##### AUSGEWÄHLTER AUSZUG

Die Entlassung von Katarzyna Wielga-Skolimowska stieß bei deutschen Kultureinrichtungen, die mit dem Polnischen Institut Berlin zusammenarbeiteten, auf völliges Unverständnis. Rund ein Dutzend Vertreter:innen der Kulturszene wandten sich im Dezember 2016 an den damaligen Botschafter der Republik Polen in Deutschland, Andrzej Przyłębski, sowie an den Außenminister Witold Waszczykowski mit einem Brief, in dem sie ihre „Bestürzung und Irritation“[6] über die Amtsenthebung äußerten. „Frau Wielga-Skolimowska hat es verstanden, uns das zeitgenössische Polen über gemeinsame Projekte zu Geschichte und Kultur nahe zu bringen; ihrem Engagement und ihrer ausgezeichneten Arbeit ist es zu verdanken, dass sich polnische Kultur ins Bewusstsein der Berliner eingeschrieben hat. Eine bessere Fürsprecherin für die Angelegenheit Polens werden Sie nicht finden“[7], hieß es in dem Brief.

 

[5] Podsumowanie Prezydencji w kulturze, in: culture.pl, 02.01.2012, https://culture.pl/pl/artykul/podsumowanie-prezydencji-w-kulturze (zuletzt aufgerufen am 22.05.2024). 

[6] Zit. nach Originalbrief von Cilly Kugelmann, Stellvertretende Direktorin des Jüdischen Museums Berlin, https://www.koalition-der-freien-szene-berlin.de/wp-content/uploads/2017/09/Przylebski_Andrzej_Botschafter_PL_2016_12_05.pdf (zuletzt aufgerufen am 05.07.2024).

##########
##### AUSGANGSMATERIAL

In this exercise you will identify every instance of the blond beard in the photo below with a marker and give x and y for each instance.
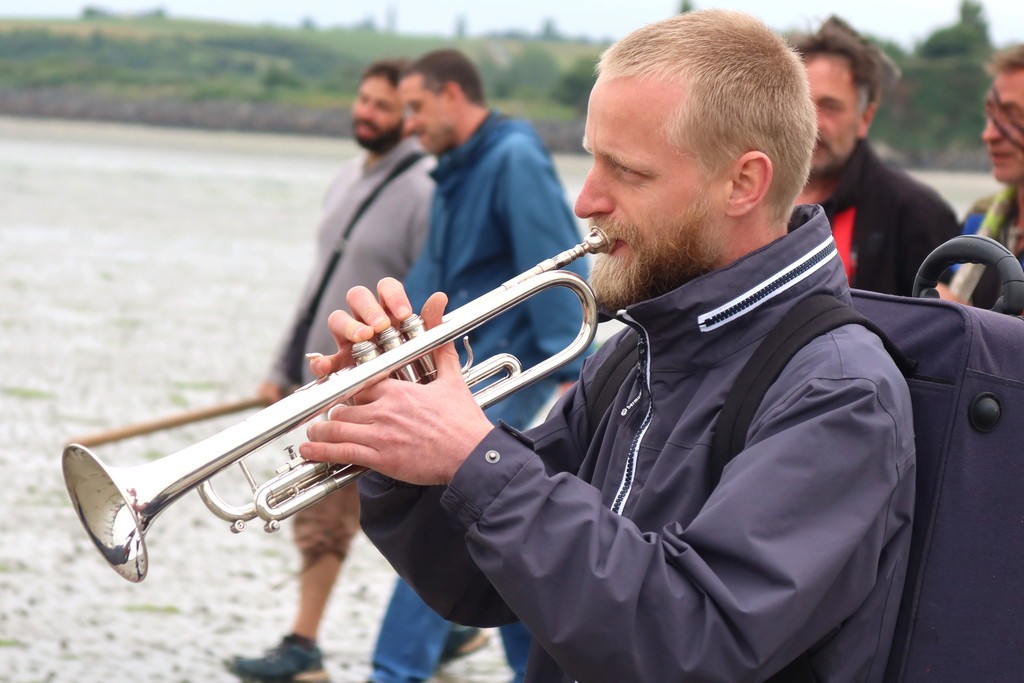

##########

ARBEITSAUFTRÄGE
A - Entnimm dem Auszug zur Entlassung von Katarzyna Wielga-Skolimowska wortgetreu alles von „[5] Podsumowanie Prezydencji“ bis hinunter zu „aufgerufen am 05.07.2024).“.
B - Beantworte anhand des Auszugs zur Entlassung von Katarzyna Wielga-Skolimowska die folgenden Fragen:
(i) In welchem Monat und Jahr schrieben die Vertreter:innen der Kulturszene ihren Brief?
(ii) Wer war zu dieser Zeit polnischer Außenminister?
(iii) Welche Stellung hatte Cilly Kugelmann laut Fußnote 6?
C - Führe den Auszug zur Entlassung von Katarzyna Wielga-Skolimowska an der Stelle weiter, an der er endet.

DIE LÖSUNGEN
A -
[5] Podsumowanie Prezydencji w kulturze, in: culture.pl, 02.01.2012, https://culture.pl/pl/artykul/podsumowanie-prezydencji-w-kulturze (zuletzt aufgerufen am 22.05.2024). 

[6] Zit. nach Originalbrief von Cilly Kugelmann, Stellvertretende Direktorin des Jüdischen Museums Berlin, https://www.koalition-der-freien-szene-berlin.de/wp-content/uploads/2017/09/Przylebski_Andrzej_Botschafter_PL_2016_12_05.pdf (zuletzt aufgerufen am 05.07.2024).

B -
(i) Im Dezember 2016.
(ii) Witold Waszczykowski.
(iii) Sie war Stellvertretende Direktorin des Jüdischen Museums Berlin.

C -
[7] Originalbrief von Cilly Kugelmann, s. o.

Nach der Amtsenthebung arbeitete Katarzyna Wielga-Skolimowska eine Zeit lang bei der Bundeszentrale für politische Bildung und wechselte anschließend 2020 in die saudi-arabische Hauptstadt Riad mit dem Auftrag, dort eine Filiale des Goethe-Instituts aufzubauen. „Die größte Herausforderung war, umzudenken. Diese Stereotypen beiseite zu stellen. [...] Es ist eine patriarchale Gesellschaft, wo[bei] man eigentlich sagen kann, Polen ist auch eine patriarchale Gesellschaft, in der Frauen extrem stark sind“[8], antwortete Wielga-Skolimowska im Podcast des radio3 auf die Frage nach ihren Erinnerungen aus der Zeit in Saudi-Arabien.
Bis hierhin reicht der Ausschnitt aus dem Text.